# EXCERPT PROVIDED:

- - - -

Next, we’ll pop the lid off Docker and see how it works at its most basic level: your laptop command line. Technically, this has very little relevance to AWS workloads, but it’ll be a great way to better understand the workflow.

Introduction to Docker

Properly visualizing how all the many AWS parts work will probably be easier if you first understand what’s going on under the hood with Docker itself. So in this article I’ll walk you through launching and configuring a simple Docker container on my local workstation.

Ready to go?

The Docker command line

Let’s see how this thing actually works. I’m going to get Docker up and running on my local workstation and then test it out with a quick hello-world operation. I will then pull a real working Ubuntu image and run it.

I won’t go through the process of installing Docker on your machine here for a few reasons. First of all, the specifics will vary greatly depending on the operating system you’re running. But they’re also likely to frequently change, so anything I write here will probably be obsolete within a short while. And finally, none of this is all that relevant to AWS. Check out Docker’s own instructions at docs.docker.com/install.

Along the way I’ll try out some of Docker’s command line tools, including creating a new network interface and associating a container with it. This is the kind of environment configuration that can be very useful for real-world deployments involving multiple tiers of resources that need to be logically separated.

Most Linux distributions now use systemd via the systemctl command to handle processes. In this case systemctl start docker will launch the Docker daemon if it’s not already running. systemctl status docker will return some useful information, including in-depth error messages if something has gone wrong. In this case, everything looks healthy.

- - - -

# WHAT TO WORK ON:
[1] Answer these questions using the Docker excerpt:
(a) Which image does the author intend to pull and run after the hello-world test?
(b) At what address does the excerpt send readers for installation instructions?
(c) Which command does the excerpt say will launch the Docker daemon if it is not already running?
[2] List every reason the Docker excerpt gives for not covering the installation of Docker.
[3] Resume the Docker excerpt directly after its final sentence, keeping its voice and subject.

# DATASET EXTRACT:
- - - -

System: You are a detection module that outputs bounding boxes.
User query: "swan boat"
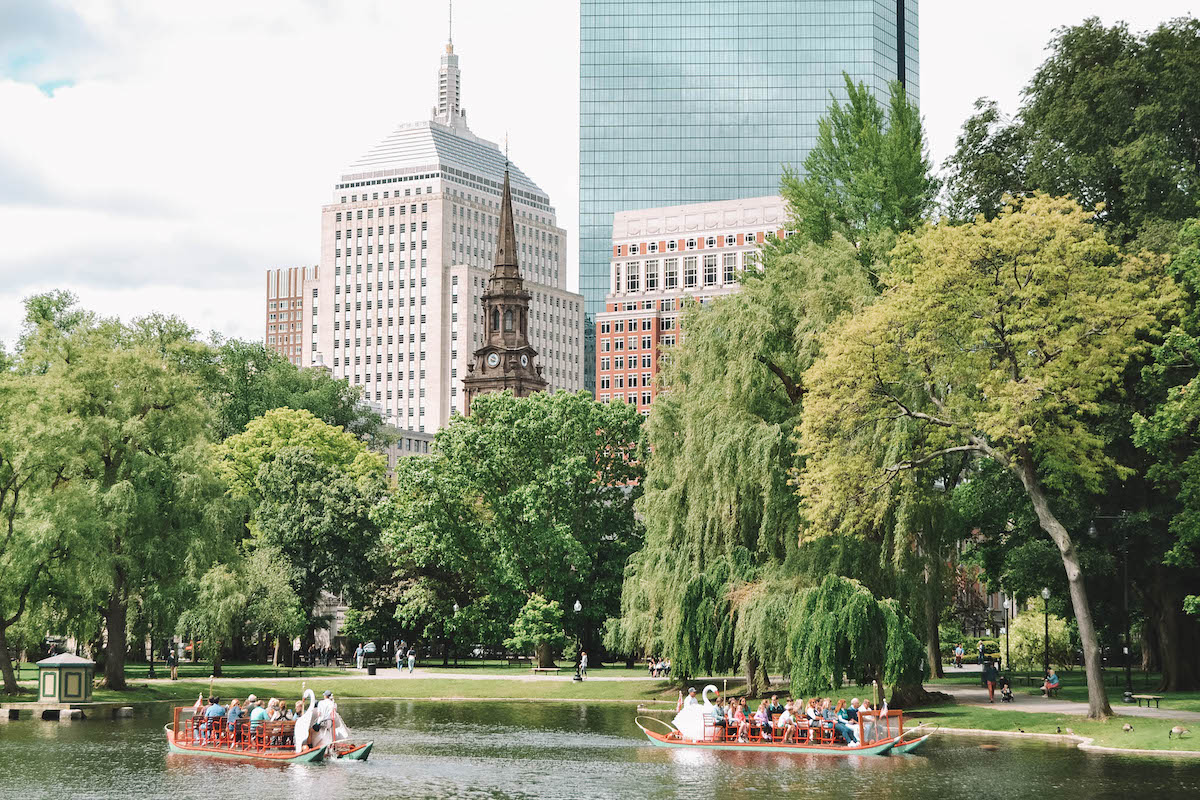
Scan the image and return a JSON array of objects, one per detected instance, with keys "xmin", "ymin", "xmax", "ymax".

- - - -

# EXERCISE RESULTS:
[1]
(a) A real working Ubuntu image.
(b) docs.docker.com/install.
(c) systemctl start docker.

[2]
- The specifics vary greatly depending on the operating system.
- The details are likely to change frequently, so anything written would soon be obsolete.
- None of it is especially relevant to AWS.

[3]
# systemctl start docker# systemctl status docker

That’s the only Linux-specific bit. From here on in we’ll be using commands that’ll work anywhere Docker’s properly installed.

Launch a container

Running commands from the Docker command line always begins with the word “docker”. The normal first test of a newly installed system is to
use docker run to launch a small image — the purpose-built “hello-world” image in this case.

As you can tell from the output below, Docker first looked for the image on the local system. Docker is particularly efficient in that way. It will always try to reuse locally available elements before turning to remote sources.

In this case, since there are no existing images in this new environment, Docker goes out to pull hello-world from the official Docker library.

$ docker run hello-world
Unable to find image ‘hello-world:latest’ locally
latest: Pulling from library/hello-world
ca4f61b1923c: Pull complete
Digest: sha256:66ef312bbac49c39a89aa9bcc3cb4f3c9e7de3788c9
44158df3ee0176d32b751
Status: Downloaded newer image for hello-world:latest2.1. 
Hello from Docker!
This message shows that your installation appears to be
working correctly. To generate this message, Docker took the
following steps:
1. The Docker client contacted the Docker daemon.
2. The Docker daemon pulled the “hello-world” image
from the Docker Hub. (amd64)
3. The Docker daemon created a new container from that
image which runs the executable that produces the output you
are currently reading.
4. The Docker daemon streamed that output to the Docker client,
which sent it to your terminal.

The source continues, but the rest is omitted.